>> begin DATA RECORDS

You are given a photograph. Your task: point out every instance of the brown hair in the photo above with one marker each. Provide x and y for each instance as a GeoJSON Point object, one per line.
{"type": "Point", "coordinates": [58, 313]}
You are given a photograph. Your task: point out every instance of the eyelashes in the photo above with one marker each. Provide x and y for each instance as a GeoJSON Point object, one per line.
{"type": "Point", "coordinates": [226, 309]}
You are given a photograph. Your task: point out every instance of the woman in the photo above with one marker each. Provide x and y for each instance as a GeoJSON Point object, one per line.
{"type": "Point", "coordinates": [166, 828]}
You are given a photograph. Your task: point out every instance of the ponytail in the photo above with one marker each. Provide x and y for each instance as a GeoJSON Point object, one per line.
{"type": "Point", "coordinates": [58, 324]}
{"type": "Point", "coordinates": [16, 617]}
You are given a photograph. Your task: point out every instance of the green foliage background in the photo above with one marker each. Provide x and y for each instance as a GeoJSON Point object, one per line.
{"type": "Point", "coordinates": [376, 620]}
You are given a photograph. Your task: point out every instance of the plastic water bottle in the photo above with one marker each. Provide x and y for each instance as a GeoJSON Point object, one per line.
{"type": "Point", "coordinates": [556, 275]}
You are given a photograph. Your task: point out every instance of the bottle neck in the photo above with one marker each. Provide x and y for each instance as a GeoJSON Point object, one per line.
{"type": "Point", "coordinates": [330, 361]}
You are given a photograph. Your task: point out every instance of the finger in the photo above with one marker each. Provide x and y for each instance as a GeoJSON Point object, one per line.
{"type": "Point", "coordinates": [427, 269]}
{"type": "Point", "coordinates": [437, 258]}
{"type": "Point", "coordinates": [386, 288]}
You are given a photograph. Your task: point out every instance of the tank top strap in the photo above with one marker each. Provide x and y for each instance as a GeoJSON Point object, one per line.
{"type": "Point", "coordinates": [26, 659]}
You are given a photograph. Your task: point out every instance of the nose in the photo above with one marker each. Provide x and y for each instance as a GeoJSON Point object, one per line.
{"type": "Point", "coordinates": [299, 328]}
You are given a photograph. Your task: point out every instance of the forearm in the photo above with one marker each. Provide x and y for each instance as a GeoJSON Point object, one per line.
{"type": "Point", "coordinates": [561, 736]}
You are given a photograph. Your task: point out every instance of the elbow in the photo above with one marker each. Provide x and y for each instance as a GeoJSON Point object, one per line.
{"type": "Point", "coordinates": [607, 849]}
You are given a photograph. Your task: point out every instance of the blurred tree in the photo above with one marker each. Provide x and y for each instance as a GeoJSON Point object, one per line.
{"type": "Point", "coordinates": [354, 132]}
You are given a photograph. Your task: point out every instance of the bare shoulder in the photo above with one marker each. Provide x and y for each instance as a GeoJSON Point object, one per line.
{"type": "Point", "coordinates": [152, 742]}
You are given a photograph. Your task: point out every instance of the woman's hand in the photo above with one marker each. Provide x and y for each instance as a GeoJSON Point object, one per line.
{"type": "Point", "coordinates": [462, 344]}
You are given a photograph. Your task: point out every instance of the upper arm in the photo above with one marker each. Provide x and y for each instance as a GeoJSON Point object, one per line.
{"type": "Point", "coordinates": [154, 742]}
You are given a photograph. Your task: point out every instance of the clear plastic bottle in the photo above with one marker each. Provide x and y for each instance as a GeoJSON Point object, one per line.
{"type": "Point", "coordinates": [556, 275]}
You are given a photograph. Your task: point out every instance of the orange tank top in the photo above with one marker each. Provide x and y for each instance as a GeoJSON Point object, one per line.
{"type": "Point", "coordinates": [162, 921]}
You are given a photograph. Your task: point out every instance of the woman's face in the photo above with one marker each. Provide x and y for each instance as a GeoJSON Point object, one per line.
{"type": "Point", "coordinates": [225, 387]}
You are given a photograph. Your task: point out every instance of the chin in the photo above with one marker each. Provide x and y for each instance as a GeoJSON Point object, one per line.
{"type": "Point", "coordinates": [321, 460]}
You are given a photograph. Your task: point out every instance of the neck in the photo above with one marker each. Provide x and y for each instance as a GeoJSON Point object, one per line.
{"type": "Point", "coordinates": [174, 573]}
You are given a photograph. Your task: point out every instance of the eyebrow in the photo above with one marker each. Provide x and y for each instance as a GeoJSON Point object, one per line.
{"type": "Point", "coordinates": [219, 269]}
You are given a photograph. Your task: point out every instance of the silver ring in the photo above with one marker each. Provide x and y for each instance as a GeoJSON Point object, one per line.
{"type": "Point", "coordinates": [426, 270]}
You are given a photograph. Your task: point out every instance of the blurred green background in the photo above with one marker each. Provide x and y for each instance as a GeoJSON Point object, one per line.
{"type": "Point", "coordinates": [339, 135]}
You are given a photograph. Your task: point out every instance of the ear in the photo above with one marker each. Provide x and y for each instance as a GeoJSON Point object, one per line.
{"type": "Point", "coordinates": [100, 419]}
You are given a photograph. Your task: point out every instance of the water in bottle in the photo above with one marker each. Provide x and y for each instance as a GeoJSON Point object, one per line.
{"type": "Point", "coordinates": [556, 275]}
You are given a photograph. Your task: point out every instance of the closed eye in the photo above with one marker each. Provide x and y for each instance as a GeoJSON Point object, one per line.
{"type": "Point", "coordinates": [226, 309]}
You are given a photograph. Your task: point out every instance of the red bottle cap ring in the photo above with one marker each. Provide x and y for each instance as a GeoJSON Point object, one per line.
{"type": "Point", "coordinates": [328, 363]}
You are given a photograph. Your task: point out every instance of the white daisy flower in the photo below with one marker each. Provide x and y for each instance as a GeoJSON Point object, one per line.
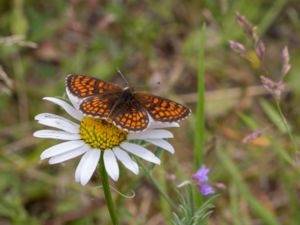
{"type": "Point", "coordinates": [94, 138]}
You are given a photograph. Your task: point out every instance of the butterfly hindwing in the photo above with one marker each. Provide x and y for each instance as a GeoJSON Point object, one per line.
{"type": "Point", "coordinates": [130, 116]}
{"type": "Point", "coordinates": [162, 109]}
{"type": "Point", "coordinates": [84, 86]}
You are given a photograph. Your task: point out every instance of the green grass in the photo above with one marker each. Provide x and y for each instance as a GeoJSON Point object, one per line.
{"type": "Point", "coordinates": [152, 43]}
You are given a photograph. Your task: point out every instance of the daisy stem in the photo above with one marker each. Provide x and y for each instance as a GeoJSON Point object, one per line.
{"type": "Point", "coordinates": [107, 193]}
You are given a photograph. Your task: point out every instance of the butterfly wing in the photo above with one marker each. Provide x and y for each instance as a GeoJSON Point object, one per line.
{"type": "Point", "coordinates": [162, 109]}
{"type": "Point", "coordinates": [99, 106]}
{"type": "Point", "coordinates": [83, 86]}
{"type": "Point", "coordinates": [130, 116]}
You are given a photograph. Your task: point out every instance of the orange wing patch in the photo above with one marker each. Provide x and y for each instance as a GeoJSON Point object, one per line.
{"type": "Point", "coordinates": [84, 86]}
{"type": "Point", "coordinates": [130, 117]}
{"type": "Point", "coordinates": [97, 106]}
{"type": "Point", "coordinates": [163, 109]}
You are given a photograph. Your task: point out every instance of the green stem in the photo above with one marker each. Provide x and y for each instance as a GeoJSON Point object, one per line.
{"type": "Point", "coordinates": [157, 185]}
{"type": "Point", "coordinates": [287, 127]}
{"type": "Point", "coordinates": [107, 193]}
{"type": "Point", "coordinates": [200, 113]}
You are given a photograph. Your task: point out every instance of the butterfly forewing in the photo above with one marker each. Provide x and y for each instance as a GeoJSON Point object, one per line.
{"type": "Point", "coordinates": [99, 106]}
{"type": "Point", "coordinates": [162, 109]}
{"type": "Point", "coordinates": [84, 86]}
{"type": "Point", "coordinates": [123, 107]}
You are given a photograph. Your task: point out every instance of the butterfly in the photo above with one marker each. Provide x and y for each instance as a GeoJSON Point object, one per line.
{"type": "Point", "coordinates": [124, 107]}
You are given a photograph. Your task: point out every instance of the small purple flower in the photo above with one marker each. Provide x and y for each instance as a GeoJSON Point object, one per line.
{"type": "Point", "coordinates": [206, 189]}
{"type": "Point", "coordinates": [201, 175]}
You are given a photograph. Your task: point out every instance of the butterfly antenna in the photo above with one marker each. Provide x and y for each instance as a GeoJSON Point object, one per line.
{"type": "Point", "coordinates": [123, 77]}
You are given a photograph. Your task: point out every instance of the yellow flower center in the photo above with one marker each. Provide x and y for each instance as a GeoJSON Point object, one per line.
{"type": "Point", "coordinates": [101, 134]}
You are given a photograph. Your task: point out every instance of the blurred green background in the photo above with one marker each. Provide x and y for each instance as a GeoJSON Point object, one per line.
{"type": "Point", "coordinates": [156, 45]}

>> end DATA RECORDS

- _CHALLENGE_
Reproduce the records above without any alteration, beginning at the line that contains "of the yellow" and continuing through the final line of the records.

- _CORRECT ANSWER_
You are given a photograph. Your task: point out every instance of the yellow flower center in the photo above with one marker each. Provide x and y for each instance as a GeoJSON Point object, one per line.
{"type": "Point", "coordinates": [101, 134]}
You are given a photograph. Your task: point out every instance of the blurred green background in the photo above with one marker each. Provide x and y for each instance as a GeoJSON Point object, one per line.
{"type": "Point", "coordinates": [156, 45]}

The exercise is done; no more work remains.